* [Your tasks]
**a.** Could you return the passage of the oolong tea article starting with "Oolong tea -- likely" and going on through "Is Oolong Tea?", word for word?
**b.** Can you write the next part of the oolong tea article, picking up after its final sentence?

* [Document segment]
Everything You Want to Know About Oolong Tea

Oolong tea -- likely best known as the tea that’s most often used as a pun as in “move oolong, nothing to tea here” -- is actually a complex tea, somewhere between a black tea and a green tea, and one of the most fascinating teas made. The flavors can vary greatly and are often surprising to the senses. We predict it won’t be [t]oolong before you are a fan as well!

What Exactly Is Oolong Tea?

As mentioned above, oolongs are something of a hybrid and sometimes referred to as brown or blue tea. Derived from the Camellia sinensis plant just like other teas (with the exception of herbals), it’s the oxidation process that makes it uniquely an oolong tea. Their singular methods of production offer up a variety of tea-drinking experiences, from light and floral to dark and rounded, creamy to effervescent. Oolongs are teas that surprise and delight.

How Is Oolong Tea Made?

Oolongs are not fixed like green teas (fixing allows the leaves to retain their green color). Rather, oolongs, just like black teas, are oxidized. Oxidation allows the leaves to darken.

However, oolongs oxidize more slowly than other teas. As a result, they have the most complex, mellow flavors. Oolongs start to oxidize when they wither because tea makers gently fluff the leaves on tarps in the sun. This fluffing qualifies as a very light rolling, triggering oxidation along the edges of the leaves. Indeed, the gentle agitation is what gives oolong leaves their characteristic red tinge. With a head start on oxidation, the edges turn a darker red than the rest of the leaf.

After withering, the leaves are rolled incrementally in an elaborate stop-and-start oxidation that lasts for six hours or more. This gradual oxidation prolongs the withering, allowing for the creation of yet more aromatic compounds. The final flavors and aromas depend entirely on the amount of time the oolongs are given to wither and oxidize. Some oxidize roughly 25 percent; lower oxidation produces citrus and floral aromas of lime, jasmine, and gardenia. Higher oxidations of 40-75 percent develop more of the apricot and peach flavors typical of (warning: here come big science words) carotenoid degradation, the later-stage transformation of the pigment carotene into the apricotlike compounds ionones, damascones, and damascenones. Who said learning about tea isn’t highly educational?

Where Does Oolong Tea Come From?

Oolongs likely first appeared within the last 300-400 years in China’s Fujian province, in the Wuyi Mountains. Presumably frustrated with the quality of their green teas, tea makers there found something to catch the attention of the emperor’s tribute board when they decided not to fix their green teas but to let them wither and darken to black tea. Later, they figured out how to halt the oxidation by degrees, making the teas ever lighter in color. The results were magical.

As this new tea’s reputation spread, so did its growing techniques. Oolong making spread south to the mountains in Guangdong province. Oolong makers from Fujian also began immigrating to Taiwan. (Taiwan lies directly across the Taiwan Strait from Fujian, and most of its residents speak the same Fujian dialect of Chinese.) Today, the best oolongs still come from China and Taiwan, while the Taiwanese have elevated the oolongs in recent years by optimizing packaging and transporting of these delicately flavored tea leaves. Capitalizing on the benefits of vacuum packaging and air shipping, they did away with the heavy firings once required to preserve and transport teas, creating oolongs of terrific lightness and nuance.

* [Recorded information]
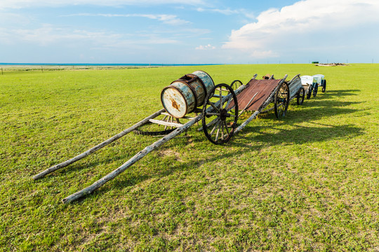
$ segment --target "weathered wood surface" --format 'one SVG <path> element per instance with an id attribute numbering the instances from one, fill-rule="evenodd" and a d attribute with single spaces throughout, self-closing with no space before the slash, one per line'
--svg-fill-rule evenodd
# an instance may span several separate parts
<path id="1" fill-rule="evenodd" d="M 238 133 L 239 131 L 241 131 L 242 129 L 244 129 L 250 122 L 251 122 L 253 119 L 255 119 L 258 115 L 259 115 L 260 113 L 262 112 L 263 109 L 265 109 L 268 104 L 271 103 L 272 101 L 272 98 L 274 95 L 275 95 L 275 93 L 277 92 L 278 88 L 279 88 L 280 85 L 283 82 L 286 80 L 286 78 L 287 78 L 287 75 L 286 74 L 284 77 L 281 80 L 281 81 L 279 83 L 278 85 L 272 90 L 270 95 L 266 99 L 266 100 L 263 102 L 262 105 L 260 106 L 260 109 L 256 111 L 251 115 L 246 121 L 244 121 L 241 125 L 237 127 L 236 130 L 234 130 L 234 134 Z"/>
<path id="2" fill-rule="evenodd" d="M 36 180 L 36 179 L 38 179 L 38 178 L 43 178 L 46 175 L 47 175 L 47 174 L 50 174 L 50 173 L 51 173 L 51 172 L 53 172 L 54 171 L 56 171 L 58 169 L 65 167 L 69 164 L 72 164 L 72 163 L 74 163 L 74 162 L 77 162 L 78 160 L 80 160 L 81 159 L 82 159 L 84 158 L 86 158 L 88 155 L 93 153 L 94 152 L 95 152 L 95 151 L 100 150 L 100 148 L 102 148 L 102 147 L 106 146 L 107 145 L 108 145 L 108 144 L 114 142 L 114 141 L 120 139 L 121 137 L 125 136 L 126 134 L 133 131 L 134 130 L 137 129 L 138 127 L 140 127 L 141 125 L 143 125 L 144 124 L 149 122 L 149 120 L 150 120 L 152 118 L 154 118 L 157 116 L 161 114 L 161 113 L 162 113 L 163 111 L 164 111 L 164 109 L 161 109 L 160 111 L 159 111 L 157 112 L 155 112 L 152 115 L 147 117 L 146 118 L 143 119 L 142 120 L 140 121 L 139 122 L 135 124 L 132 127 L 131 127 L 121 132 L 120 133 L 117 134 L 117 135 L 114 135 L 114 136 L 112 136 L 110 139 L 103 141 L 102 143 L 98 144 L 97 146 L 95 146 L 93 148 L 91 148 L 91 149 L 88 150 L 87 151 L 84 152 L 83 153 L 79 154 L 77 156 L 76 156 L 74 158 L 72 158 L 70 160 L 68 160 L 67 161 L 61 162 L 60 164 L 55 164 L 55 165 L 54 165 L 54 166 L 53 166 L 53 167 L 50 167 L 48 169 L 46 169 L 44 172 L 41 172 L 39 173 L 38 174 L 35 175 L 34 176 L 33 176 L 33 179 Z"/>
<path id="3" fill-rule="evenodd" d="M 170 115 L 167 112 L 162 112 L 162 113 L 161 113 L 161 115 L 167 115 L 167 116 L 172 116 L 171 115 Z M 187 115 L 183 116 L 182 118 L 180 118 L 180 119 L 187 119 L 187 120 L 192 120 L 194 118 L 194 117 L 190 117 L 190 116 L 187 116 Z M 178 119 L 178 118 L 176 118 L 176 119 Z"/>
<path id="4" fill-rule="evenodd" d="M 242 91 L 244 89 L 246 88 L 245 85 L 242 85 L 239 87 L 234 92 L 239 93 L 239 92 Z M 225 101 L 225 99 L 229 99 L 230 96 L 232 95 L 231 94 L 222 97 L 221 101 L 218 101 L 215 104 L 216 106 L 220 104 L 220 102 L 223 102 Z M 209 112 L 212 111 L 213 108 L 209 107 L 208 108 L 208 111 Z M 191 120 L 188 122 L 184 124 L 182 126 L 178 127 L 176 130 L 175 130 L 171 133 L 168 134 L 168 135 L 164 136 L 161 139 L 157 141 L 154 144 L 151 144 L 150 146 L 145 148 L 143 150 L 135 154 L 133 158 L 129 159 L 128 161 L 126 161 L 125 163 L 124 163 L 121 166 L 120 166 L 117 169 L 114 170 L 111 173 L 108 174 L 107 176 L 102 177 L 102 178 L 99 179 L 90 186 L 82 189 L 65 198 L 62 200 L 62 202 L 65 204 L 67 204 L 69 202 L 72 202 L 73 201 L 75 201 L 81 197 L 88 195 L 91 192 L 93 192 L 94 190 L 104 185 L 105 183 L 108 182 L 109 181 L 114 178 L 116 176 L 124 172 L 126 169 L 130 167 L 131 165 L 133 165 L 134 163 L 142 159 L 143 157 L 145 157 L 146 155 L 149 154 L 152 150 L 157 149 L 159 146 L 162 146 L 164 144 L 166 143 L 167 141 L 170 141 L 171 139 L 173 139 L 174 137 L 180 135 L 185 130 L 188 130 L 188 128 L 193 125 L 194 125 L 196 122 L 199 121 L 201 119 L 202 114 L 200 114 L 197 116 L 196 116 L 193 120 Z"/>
--
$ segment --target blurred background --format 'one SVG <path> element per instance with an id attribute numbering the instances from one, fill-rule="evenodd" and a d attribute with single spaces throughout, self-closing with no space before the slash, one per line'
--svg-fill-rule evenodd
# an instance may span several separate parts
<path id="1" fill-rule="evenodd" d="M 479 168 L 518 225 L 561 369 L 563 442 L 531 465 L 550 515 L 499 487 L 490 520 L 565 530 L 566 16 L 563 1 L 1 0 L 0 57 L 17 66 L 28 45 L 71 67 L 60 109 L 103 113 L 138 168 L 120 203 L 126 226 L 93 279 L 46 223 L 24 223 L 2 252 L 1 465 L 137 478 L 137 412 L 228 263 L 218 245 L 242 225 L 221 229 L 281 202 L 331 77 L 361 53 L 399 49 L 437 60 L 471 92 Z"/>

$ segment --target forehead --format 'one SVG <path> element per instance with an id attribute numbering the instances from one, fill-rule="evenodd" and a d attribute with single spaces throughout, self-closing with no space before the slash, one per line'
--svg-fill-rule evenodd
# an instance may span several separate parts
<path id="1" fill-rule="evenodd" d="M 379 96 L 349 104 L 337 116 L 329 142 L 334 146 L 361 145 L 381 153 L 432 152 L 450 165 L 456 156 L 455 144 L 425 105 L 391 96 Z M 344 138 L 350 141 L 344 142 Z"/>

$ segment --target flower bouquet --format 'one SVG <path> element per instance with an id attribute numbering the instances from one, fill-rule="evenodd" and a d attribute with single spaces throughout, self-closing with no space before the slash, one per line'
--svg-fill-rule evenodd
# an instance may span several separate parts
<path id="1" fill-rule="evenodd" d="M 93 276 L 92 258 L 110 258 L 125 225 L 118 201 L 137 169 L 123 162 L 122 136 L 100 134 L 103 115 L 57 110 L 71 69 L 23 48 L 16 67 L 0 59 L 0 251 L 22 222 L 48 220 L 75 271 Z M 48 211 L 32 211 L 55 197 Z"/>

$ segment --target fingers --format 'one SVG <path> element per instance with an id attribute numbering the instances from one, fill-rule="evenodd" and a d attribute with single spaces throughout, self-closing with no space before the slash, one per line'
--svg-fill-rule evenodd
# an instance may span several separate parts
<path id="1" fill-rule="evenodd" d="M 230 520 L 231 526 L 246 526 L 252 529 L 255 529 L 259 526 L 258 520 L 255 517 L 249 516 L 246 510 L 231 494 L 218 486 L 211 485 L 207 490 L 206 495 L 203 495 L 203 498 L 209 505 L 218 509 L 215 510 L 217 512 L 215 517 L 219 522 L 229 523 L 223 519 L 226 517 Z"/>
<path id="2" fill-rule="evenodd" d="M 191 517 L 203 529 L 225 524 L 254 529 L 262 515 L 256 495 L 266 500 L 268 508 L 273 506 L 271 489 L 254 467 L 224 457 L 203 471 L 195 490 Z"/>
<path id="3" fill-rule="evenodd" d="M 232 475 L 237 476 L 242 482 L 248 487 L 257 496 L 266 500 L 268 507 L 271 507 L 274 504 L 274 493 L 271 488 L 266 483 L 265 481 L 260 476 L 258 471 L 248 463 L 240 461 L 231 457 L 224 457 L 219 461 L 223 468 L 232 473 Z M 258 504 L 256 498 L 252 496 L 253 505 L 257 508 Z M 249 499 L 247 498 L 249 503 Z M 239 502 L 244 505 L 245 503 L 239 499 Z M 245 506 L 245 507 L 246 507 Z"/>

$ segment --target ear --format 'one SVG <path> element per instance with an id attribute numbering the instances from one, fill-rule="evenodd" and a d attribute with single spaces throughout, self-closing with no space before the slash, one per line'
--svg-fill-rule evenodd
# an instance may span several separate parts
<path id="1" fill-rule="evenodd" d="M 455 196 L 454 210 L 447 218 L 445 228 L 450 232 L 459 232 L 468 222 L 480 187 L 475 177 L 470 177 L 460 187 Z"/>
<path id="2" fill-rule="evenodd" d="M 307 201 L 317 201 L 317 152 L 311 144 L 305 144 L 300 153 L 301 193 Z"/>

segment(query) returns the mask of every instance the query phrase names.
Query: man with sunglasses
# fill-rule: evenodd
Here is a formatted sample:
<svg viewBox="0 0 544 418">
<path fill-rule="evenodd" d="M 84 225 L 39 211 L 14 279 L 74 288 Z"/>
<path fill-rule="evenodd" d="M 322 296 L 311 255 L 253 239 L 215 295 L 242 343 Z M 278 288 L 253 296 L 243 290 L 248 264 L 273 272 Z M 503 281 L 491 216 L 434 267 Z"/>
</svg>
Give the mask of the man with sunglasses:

* [Answers for the tasks]
**a.**
Oolong tea -- likely best known as the tea that’s most often used as a pun as in “move oolong, nothing to tea here” -- is actually a complex tea, somewhere between a black tea and a green tea, and one of the most fascinating teas made. The flavors can vary greatly and are often surprising to the senses. We predict it won’t be [t]oolong before you are a fan as well!

What Exactly Is Oolong Tea?

**b.**
How Does Oolong Tea Taste?

A sip from a light oolong can taste like a walk through a garden packed with lilacs, gardenias and jasmine. A darker oolong can smell like a bakery right after it’s finished a round of peach pies. From their own cultivar of Camellia sinensis and their singular methods of production, oolongs take on an astonishing array of flavors and aromas. Many oolongs are creamy, their liquor literally coating your mouth like fresh cream. Others are almost effervescent, practically fizzing like Champagne. Their variety of colors is lovely to behold, from the pale greenish yellow liquor of Ti Guan Yin to the dark orange brew of Fenghuang Shui Xian.

Types of Oolong Tea

We offer three categories of oolong teas, sourced from the world’s best producers:


These oolongs are sourced from where it all started. We carry several varieties from some of our favorite tea makers in Fujian.


China may have been the first to make Oolongs, but the Taiwanese did a wonderful job of picking up where the Chinese left off, and then some. Here, beautiful, light & dark oolongs are made.


We use potent, delicious oolongs blended with unique flavors to enhance their inherent characteristics.

Ready for the tea experience you’ve been oolonging for? Here are some classic oolongs to try to get the full experience of their unique flavors and aromas.


Ti Quan Yin is one of the most famous teas in China. It is known for its rolled oolongs that are greenish. Traditionally, these teas were rolled in something like a pillowcase, and the men would roll it with their feet using their body weight to roll the big leaves into tight balls. The tea was then dried over smoldering charcoal. Today, machines slowly roll the pillowcases to make the balls, and our top Ti Quan Yin has been dried in an electric oven, so the bright flavors are there as are the aromas and flavor of cooked sugar.


This delicious and rare oolong tea is widely regarded for its intense peach and spice flavor. We love visiting the artisans high above the city of Chaozhou where we get to see how they transform the big leaves into twists of brown oolong with hints of russet. The stone fruit aroma is of peach nectar, and the flavors of the Milan variety almost fizzes like a Bellini.


While the stories vary, legend says that several hundred years ago a magistrate of the Ming dynasty fell ill while visiting the Wuyi Shan area. He was nursed back to health by drinking this tea. As a token of thanks, he hung his red robe on the gate to the tea garden, granting the tea both official approbation and its name, Big Red Robe. Today, Da Hong Pao growers claim that three very old bushes outside Wuyi Shan city are the same ones that served as a coat rack for the magistrate’s robe. They insist that every Da Hong Pao bush was propagated from them. Whether or not the legend is true, the teas do provide an exquisite example of the more traditional, darker style of oolong. This tea is done in the old-school way of slowly drying it over charcoal, resulting in toasty flavors mixed with stone fruit. Just what the doctor ordered.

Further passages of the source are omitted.